(AIM) Copy out the items below, changing each "that would be a great help" to "that would be much appreciated" and keeping everything else the same.
* START SOURCE MATERIAL *
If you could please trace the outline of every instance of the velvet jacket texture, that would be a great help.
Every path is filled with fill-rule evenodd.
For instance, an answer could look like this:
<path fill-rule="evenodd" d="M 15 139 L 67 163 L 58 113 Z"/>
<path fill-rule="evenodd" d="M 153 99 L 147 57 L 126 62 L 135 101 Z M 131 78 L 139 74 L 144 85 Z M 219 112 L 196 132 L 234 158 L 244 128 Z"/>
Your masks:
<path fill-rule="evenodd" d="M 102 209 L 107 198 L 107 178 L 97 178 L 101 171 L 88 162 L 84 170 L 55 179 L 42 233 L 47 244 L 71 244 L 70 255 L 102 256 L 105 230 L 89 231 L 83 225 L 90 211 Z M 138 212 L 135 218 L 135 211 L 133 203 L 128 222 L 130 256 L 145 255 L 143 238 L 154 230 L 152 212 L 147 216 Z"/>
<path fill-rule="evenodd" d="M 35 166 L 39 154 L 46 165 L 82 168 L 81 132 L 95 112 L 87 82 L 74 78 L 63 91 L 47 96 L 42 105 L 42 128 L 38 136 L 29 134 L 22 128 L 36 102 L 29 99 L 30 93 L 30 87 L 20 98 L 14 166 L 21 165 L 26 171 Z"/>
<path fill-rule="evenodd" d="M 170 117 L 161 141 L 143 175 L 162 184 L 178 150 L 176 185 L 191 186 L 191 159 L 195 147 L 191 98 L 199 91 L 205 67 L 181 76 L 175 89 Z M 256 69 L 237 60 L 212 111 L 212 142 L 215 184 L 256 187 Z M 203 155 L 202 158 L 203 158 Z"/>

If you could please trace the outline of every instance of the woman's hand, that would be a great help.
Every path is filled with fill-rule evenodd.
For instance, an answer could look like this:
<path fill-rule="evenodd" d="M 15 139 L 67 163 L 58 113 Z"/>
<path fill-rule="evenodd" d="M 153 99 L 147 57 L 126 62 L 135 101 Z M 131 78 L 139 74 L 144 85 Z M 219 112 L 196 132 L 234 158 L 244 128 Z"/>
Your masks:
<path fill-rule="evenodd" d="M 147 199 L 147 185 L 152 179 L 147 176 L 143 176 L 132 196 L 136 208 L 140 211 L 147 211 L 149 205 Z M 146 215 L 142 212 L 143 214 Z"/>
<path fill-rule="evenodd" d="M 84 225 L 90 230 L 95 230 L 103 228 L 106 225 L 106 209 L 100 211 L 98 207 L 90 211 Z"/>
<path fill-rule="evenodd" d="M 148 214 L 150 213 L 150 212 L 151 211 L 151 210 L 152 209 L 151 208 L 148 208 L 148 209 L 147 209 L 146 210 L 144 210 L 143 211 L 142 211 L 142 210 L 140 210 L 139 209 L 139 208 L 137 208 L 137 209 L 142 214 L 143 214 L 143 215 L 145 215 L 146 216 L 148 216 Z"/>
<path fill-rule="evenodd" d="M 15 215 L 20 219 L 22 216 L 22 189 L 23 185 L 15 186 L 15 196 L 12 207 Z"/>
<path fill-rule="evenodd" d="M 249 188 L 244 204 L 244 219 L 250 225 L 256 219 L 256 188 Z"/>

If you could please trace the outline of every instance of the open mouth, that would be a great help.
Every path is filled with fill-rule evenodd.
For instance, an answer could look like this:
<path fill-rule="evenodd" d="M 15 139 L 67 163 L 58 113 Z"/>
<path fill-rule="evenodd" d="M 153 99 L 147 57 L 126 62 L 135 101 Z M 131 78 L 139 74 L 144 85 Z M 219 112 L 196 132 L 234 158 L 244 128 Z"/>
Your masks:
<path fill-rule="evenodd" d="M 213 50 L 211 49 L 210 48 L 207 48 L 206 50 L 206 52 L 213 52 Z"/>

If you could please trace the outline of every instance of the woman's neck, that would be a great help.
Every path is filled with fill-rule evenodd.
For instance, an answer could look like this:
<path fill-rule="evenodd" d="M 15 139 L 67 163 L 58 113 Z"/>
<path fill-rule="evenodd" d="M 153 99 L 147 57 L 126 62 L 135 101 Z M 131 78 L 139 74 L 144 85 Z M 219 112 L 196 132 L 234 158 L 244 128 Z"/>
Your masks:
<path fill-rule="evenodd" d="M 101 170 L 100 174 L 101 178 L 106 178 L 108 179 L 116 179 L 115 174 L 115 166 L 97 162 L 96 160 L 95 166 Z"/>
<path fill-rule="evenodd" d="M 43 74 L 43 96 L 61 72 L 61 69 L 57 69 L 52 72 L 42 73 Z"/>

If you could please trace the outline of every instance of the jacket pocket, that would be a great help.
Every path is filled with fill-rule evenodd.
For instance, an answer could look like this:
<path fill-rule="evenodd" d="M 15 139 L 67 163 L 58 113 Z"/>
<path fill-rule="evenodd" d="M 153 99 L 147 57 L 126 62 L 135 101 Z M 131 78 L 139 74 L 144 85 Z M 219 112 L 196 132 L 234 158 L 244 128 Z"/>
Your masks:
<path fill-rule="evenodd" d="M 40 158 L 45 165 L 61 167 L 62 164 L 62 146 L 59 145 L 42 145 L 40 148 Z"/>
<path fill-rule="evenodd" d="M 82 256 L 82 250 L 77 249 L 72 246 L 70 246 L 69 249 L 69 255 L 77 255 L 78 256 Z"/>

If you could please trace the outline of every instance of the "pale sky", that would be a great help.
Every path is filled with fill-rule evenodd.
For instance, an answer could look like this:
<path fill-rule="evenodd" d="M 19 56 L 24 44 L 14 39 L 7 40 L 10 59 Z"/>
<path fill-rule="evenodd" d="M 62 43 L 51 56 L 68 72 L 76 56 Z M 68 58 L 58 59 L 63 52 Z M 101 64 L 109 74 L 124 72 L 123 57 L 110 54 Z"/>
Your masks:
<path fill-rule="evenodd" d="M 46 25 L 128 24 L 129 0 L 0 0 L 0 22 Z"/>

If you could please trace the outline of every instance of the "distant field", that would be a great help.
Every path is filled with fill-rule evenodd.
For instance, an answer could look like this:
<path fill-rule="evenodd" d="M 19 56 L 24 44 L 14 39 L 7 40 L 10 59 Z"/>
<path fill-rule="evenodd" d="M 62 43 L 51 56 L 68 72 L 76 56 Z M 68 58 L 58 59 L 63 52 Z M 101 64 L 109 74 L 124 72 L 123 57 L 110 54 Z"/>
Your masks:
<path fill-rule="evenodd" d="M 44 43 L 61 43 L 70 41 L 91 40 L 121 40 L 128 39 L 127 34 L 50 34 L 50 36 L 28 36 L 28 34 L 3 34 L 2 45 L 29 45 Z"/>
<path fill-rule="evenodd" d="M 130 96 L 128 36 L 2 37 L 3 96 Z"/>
* END SOURCE MATERIAL *
(OUTPUT FOR THIS EXERCISE)
If you could please trace the outline of every instance of the velvet jacket texture, that would be much appreciated.
Every path is filled with fill-rule evenodd.
For instance, an answer could look like this:
<path fill-rule="evenodd" d="M 15 139 L 67 163 L 58 113 Z"/>
<path fill-rule="evenodd" d="M 153 99 L 147 57 L 126 62 L 135 101 Z M 131 78 L 139 74 L 144 85 Z M 219 112 L 196 132 L 234 158 L 244 128 Z"/>
Your masks:
<path fill-rule="evenodd" d="M 102 209 L 107 198 L 107 178 L 97 178 L 101 171 L 88 162 L 84 170 L 55 179 L 42 233 L 47 244 L 71 244 L 70 255 L 102 256 L 105 230 L 89 231 L 83 225 L 90 211 Z M 138 212 L 135 218 L 135 211 L 133 203 L 128 222 L 130 256 L 145 255 L 143 238 L 154 230 L 152 212 L 147 216 Z"/>
<path fill-rule="evenodd" d="M 35 166 L 39 154 L 46 165 L 82 168 L 81 132 L 95 112 L 87 82 L 74 78 L 63 91 L 47 96 L 42 105 L 42 128 L 38 136 L 29 134 L 22 128 L 36 102 L 29 99 L 30 93 L 30 87 L 20 98 L 14 166 L 21 165 L 26 171 Z"/>
<path fill-rule="evenodd" d="M 170 117 L 161 141 L 143 175 L 162 184 L 178 150 L 176 185 L 191 186 L 191 159 L 195 147 L 191 98 L 199 91 L 205 67 L 181 76 L 175 89 Z M 256 69 L 237 60 L 212 111 L 212 142 L 215 184 L 256 187 Z M 203 155 L 202 158 L 203 158 Z"/>

If you could please trace the outline of every instance of the woman's hand, that would be much appreciated.
Every path is filled with fill-rule evenodd.
For instance, an answer could look like this:
<path fill-rule="evenodd" d="M 15 139 L 67 163 L 58 113 Z"/>
<path fill-rule="evenodd" d="M 153 99 L 147 57 L 126 62 L 135 101 Z M 131 78 L 139 74 L 144 85 Z M 219 112 L 196 132 L 234 158 L 244 128 Z"/>
Your masks:
<path fill-rule="evenodd" d="M 147 199 L 147 185 L 152 179 L 147 176 L 143 176 L 132 196 L 136 208 L 140 211 L 147 211 L 149 205 Z M 146 215 L 142 212 L 143 214 Z"/>
<path fill-rule="evenodd" d="M 84 225 L 90 230 L 95 230 L 103 228 L 106 225 L 106 209 L 100 211 L 98 207 L 90 211 Z"/>
<path fill-rule="evenodd" d="M 148 214 L 150 213 L 150 212 L 151 211 L 151 210 L 152 209 L 151 208 L 148 208 L 148 209 L 147 209 L 146 210 L 144 210 L 143 211 L 142 211 L 142 210 L 140 210 L 139 209 L 139 208 L 137 208 L 137 209 L 142 214 L 143 214 L 143 215 L 145 215 L 146 216 L 148 216 Z"/>
<path fill-rule="evenodd" d="M 15 215 L 20 219 L 22 216 L 22 189 L 23 185 L 15 186 L 15 196 L 12 207 Z"/>
<path fill-rule="evenodd" d="M 249 188 L 244 204 L 244 219 L 250 225 L 256 219 L 256 188 Z"/>

If you could please trace the outline of every instance of the open mouth, that would be much appreciated.
Every path is filled with fill-rule evenodd.
For instance, an answer could look like this:
<path fill-rule="evenodd" d="M 15 139 L 67 163 L 58 113 Z"/>
<path fill-rule="evenodd" d="M 153 99 L 147 57 L 126 62 L 135 101 Z M 131 78 L 139 74 L 144 85 Z M 219 112 L 196 132 L 234 158 L 244 128 Z"/>
Your masks:
<path fill-rule="evenodd" d="M 213 50 L 211 49 L 210 48 L 207 48 L 206 50 L 206 52 L 213 52 Z"/>

If you could please trace the outline of every instance of the woman's neck, that would be much appreciated.
Every path is filled with fill-rule evenodd.
For instance, an answer could look like this:
<path fill-rule="evenodd" d="M 15 139 L 67 163 L 58 113 Z"/>
<path fill-rule="evenodd" d="M 153 99 L 147 57 L 126 62 L 135 101 Z M 131 78 L 139 74 L 144 85 Z M 219 112 L 196 132 L 234 158 L 244 128 Z"/>
Your masks:
<path fill-rule="evenodd" d="M 101 170 L 100 174 L 101 178 L 106 178 L 108 179 L 116 179 L 115 174 L 115 166 L 97 162 L 96 160 L 95 166 Z"/>
<path fill-rule="evenodd" d="M 43 74 L 43 96 L 61 72 L 61 69 L 57 69 L 52 72 L 42 73 Z"/>

If you could please trace the outline of every instance of the jacket pocket, that would be much appreciated.
Every path is filled with fill-rule evenodd.
For instance, an answer could look like this:
<path fill-rule="evenodd" d="M 15 139 L 67 163 L 58 113 Z"/>
<path fill-rule="evenodd" d="M 153 99 L 147 57 L 126 62 L 135 101 Z M 131 78 L 139 74 L 144 85 Z M 219 112 L 196 132 L 234 158 L 244 128 Z"/>
Your masks:
<path fill-rule="evenodd" d="M 40 158 L 45 165 L 61 167 L 62 164 L 62 146 L 59 145 L 42 145 L 40 148 Z"/>
<path fill-rule="evenodd" d="M 82 256 L 82 250 L 77 249 L 72 246 L 70 246 L 69 249 L 69 255 L 77 255 L 78 256 Z"/>

If you could please trace the outline of every instance of the "pale sky", that would be much appreciated.
Every path is filled with fill-rule evenodd.
For instance, an answer could look like this:
<path fill-rule="evenodd" d="M 19 56 L 24 44 L 14 39 L 7 40 L 10 59 Z"/>
<path fill-rule="evenodd" d="M 62 43 L 51 56 L 68 72 L 76 56 Z M 68 58 L 58 59 L 63 52 Z M 101 64 L 109 74 L 124 72 L 123 57 L 110 54 Z"/>
Your masks:
<path fill-rule="evenodd" d="M 46 25 L 128 24 L 129 0 L 0 0 L 0 22 Z"/>

If you could please trace the outline of every instance of the "distant field", that would be much appreciated.
Every path is filled with fill-rule evenodd.
For instance, an answer could look like this:
<path fill-rule="evenodd" d="M 19 56 L 24 44 L 14 39 L 7 40 L 10 59 Z"/>
<path fill-rule="evenodd" d="M 62 43 L 51 56 L 68 72 L 76 56 Z M 68 58 L 58 59 L 63 52 Z M 101 64 L 109 74 L 124 72 L 123 57 L 110 54 Z"/>
Your masks:
<path fill-rule="evenodd" d="M 44 43 L 61 43 L 70 41 L 91 40 L 121 40 L 128 39 L 127 34 L 50 34 L 50 36 L 28 36 L 28 34 L 3 34 L 2 45 L 29 45 Z"/>
<path fill-rule="evenodd" d="M 130 96 L 128 36 L 2 37 L 3 96 Z"/>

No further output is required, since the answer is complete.